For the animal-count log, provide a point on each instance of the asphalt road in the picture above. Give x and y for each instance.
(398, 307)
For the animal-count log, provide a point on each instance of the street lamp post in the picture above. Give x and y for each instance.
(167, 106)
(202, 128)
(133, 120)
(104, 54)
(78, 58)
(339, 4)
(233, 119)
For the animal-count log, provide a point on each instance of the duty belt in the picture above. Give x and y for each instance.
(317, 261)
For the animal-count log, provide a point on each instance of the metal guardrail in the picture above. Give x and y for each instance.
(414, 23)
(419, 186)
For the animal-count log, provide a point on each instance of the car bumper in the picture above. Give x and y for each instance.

==

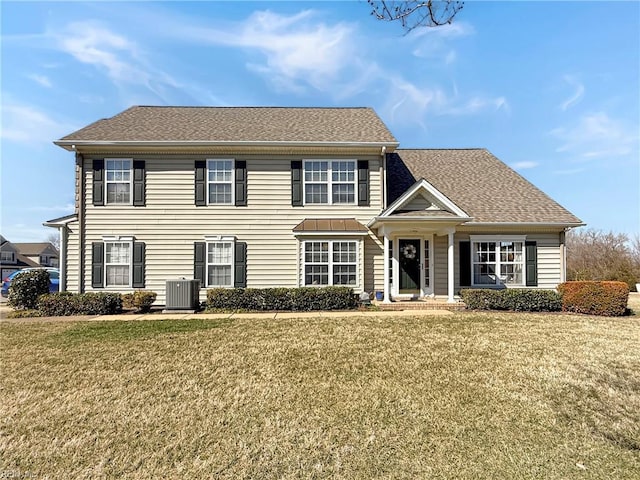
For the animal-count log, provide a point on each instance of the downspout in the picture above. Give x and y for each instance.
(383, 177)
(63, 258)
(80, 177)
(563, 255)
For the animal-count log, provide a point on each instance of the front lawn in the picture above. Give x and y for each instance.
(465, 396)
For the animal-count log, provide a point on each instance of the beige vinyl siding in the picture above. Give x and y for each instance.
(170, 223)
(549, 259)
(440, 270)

...

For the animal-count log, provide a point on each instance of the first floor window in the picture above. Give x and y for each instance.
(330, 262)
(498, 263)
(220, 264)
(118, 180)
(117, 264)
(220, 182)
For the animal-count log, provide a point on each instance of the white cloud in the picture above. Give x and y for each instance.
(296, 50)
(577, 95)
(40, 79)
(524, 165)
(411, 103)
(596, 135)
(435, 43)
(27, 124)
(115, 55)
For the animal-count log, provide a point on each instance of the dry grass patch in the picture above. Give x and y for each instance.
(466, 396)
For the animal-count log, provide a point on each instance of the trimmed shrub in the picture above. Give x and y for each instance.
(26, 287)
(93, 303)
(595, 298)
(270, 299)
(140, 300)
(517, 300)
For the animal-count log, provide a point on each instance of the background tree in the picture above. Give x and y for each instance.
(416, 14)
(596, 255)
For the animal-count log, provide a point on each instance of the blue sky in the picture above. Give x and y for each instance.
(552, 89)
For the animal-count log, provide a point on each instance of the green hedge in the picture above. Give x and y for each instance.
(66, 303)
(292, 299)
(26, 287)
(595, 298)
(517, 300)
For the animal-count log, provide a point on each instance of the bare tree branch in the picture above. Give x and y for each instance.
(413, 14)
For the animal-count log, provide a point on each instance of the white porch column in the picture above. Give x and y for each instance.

◆ Task objective ◆
Collect every line of the records above that contains the word "white", copying each line in full.

◆ Response ◆
For the animal-count log, provide a point on each instance of the white cloud in the picture above. Give x and y for each instance.
For the animal-count log, provide a point on each instance of the white porch column in the picture above. Give x and y for each instance.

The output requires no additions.